═════ GIVEN RECORDS ═════

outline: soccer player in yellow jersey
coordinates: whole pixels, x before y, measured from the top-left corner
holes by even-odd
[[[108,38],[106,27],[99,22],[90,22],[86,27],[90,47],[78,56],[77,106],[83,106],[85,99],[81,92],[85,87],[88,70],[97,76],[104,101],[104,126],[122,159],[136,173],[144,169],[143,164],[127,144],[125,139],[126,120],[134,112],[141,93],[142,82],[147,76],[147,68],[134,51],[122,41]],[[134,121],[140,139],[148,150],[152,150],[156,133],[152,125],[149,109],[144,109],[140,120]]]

═════
═════ GIVEN RECORDS ═════

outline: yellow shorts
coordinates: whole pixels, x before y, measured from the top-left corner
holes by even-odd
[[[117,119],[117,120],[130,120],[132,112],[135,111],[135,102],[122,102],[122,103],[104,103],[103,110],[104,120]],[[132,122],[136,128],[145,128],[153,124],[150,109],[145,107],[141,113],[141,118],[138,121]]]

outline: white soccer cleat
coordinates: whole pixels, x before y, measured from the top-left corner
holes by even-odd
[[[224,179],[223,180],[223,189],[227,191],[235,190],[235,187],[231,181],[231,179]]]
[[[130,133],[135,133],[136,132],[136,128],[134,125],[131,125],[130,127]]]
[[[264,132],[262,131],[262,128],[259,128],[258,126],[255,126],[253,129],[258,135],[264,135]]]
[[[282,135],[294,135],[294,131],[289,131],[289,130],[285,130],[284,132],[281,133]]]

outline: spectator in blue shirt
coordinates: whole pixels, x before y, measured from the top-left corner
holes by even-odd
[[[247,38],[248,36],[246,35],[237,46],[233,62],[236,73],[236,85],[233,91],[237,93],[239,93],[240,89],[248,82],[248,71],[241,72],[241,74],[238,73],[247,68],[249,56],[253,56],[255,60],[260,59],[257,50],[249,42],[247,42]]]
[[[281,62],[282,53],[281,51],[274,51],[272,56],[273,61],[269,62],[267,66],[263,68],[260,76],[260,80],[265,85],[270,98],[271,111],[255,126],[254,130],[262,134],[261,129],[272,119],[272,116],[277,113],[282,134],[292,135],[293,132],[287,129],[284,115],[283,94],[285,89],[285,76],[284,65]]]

═════
═════ GIVEN RECORDS ═════

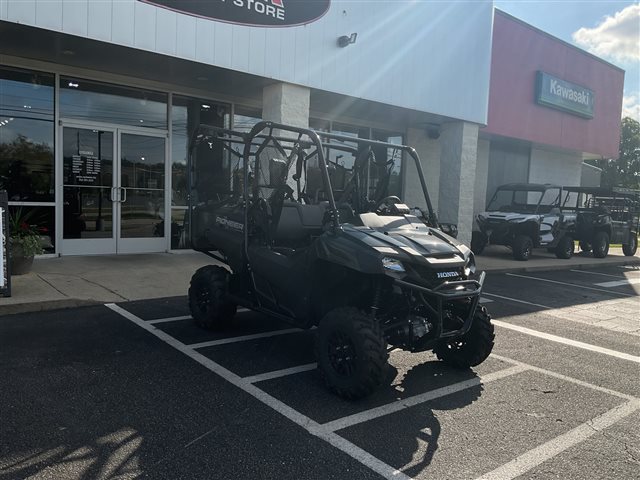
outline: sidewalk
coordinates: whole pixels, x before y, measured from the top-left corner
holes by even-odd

═════

Each line holding the word "yellow" must be copied from the data.

outline: soccer player in yellow jersey
outline: yellow shorts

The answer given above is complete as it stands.